> Directions for this task
Reproduce every line of the items from their start through the line containing "[(201, 44)]", and add 149 to each coordinate value in the answer points while leaving the sample point lists unchanged. Leave the pictures out of your reply.

(Object position labeling items)
-- BEGIN --

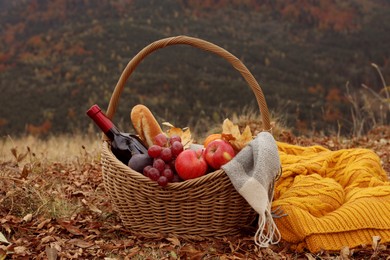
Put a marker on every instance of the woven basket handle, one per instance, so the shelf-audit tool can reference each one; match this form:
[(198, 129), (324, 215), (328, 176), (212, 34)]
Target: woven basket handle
[(201, 44)]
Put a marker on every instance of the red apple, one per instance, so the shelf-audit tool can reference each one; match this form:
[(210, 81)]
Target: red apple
[(218, 152), (191, 164)]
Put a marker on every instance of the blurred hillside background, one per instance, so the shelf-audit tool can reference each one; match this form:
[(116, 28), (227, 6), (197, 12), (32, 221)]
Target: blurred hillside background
[(323, 64)]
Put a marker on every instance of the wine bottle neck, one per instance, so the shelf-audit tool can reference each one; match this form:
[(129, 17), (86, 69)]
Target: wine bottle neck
[(102, 121)]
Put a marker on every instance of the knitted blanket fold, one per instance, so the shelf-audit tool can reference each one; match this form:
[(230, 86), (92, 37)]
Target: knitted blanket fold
[(331, 199), (252, 172)]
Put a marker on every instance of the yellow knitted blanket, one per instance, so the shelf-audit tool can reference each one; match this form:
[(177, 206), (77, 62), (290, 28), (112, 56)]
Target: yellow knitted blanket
[(332, 198)]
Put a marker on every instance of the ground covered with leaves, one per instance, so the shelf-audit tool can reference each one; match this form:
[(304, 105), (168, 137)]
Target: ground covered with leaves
[(58, 209)]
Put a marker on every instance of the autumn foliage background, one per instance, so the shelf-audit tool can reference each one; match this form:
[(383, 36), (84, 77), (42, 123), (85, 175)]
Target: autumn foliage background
[(323, 65)]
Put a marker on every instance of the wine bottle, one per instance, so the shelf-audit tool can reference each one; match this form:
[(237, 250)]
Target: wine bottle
[(123, 145)]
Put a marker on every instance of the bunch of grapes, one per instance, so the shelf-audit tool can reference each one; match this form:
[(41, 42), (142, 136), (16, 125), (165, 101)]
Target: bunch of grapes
[(163, 152)]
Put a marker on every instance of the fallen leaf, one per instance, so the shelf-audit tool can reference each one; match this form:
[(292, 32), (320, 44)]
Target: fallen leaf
[(80, 243), (27, 218), (3, 239), (20, 250), (72, 229), (51, 253)]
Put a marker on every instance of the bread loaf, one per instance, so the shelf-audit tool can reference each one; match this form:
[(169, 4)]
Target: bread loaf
[(145, 124)]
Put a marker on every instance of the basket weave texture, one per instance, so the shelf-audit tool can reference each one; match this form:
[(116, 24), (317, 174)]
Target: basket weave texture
[(204, 207)]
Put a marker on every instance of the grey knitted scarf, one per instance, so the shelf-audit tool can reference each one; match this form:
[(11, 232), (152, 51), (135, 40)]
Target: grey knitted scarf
[(253, 171)]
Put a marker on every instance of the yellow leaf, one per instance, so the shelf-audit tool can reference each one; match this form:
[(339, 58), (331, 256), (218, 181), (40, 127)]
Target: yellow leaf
[(232, 134), (184, 133)]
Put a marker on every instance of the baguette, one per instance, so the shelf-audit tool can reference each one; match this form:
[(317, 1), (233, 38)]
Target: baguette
[(145, 124)]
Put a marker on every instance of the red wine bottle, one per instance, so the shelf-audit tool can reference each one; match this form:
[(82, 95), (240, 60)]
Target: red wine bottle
[(123, 145)]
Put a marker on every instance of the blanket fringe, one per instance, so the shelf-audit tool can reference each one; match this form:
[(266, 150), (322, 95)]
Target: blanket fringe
[(267, 232)]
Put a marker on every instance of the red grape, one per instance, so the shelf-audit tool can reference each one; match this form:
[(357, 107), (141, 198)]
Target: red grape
[(166, 154), (146, 170), (161, 140), (159, 164), (168, 173), (154, 151), (162, 181), (177, 148), (154, 174)]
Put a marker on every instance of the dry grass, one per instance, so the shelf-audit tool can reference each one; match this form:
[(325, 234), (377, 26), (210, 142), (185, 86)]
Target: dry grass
[(52, 200)]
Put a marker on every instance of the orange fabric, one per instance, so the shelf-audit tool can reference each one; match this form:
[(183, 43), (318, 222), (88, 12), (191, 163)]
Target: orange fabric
[(332, 198)]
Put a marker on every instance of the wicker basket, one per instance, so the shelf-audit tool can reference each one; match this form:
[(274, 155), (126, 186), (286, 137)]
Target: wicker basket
[(208, 206)]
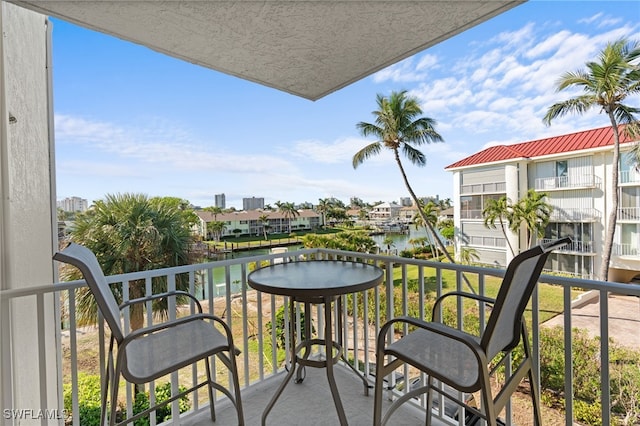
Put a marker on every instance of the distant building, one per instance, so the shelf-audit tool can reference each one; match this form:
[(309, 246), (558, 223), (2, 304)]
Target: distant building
[(574, 171), (384, 212), (252, 203), (406, 201), (73, 204), (220, 201), (256, 222)]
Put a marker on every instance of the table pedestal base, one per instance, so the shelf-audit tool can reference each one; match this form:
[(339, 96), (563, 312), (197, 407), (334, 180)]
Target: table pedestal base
[(303, 361)]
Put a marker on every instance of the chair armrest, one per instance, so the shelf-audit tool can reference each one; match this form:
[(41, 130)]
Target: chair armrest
[(162, 296), (434, 327), (168, 324), (477, 297)]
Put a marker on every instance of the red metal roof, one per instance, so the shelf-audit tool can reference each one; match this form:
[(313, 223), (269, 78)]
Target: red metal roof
[(587, 139)]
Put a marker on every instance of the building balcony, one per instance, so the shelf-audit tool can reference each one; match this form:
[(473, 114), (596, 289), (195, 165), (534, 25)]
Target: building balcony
[(629, 214), (631, 177), (262, 365), (567, 182), (626, 249), (582, 247), (560, 214), (483, 188)]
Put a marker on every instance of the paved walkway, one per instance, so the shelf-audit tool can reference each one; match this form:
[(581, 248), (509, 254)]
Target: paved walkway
[(624, 319)]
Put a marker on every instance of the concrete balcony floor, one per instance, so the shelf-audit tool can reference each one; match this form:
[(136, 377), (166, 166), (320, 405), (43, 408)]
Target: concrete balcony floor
[(308, 403)]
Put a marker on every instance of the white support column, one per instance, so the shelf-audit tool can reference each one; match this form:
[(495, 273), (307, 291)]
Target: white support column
[(515, 175), (30, 347), (456, 214)]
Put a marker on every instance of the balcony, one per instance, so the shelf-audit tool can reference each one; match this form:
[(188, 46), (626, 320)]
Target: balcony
[(262, 365), (560, 214), (582, 247), (626, 249), (629, 177), (629, 214), (567, 182), (483, 188)]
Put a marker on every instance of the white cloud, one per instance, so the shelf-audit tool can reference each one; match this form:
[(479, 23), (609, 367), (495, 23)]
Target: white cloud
[(338, 151)]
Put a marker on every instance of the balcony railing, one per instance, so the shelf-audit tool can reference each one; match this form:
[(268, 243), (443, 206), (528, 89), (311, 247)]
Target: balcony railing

-- END --

> Worked answer
Put a marker on every instance of the woven basket handle, one per instance, so the shelf-audit tool can reference each one; match this form:
[(198, 129), (324, 215), (328, 176), (212, 34)]
Target: woven basket handle
[(350, 193)]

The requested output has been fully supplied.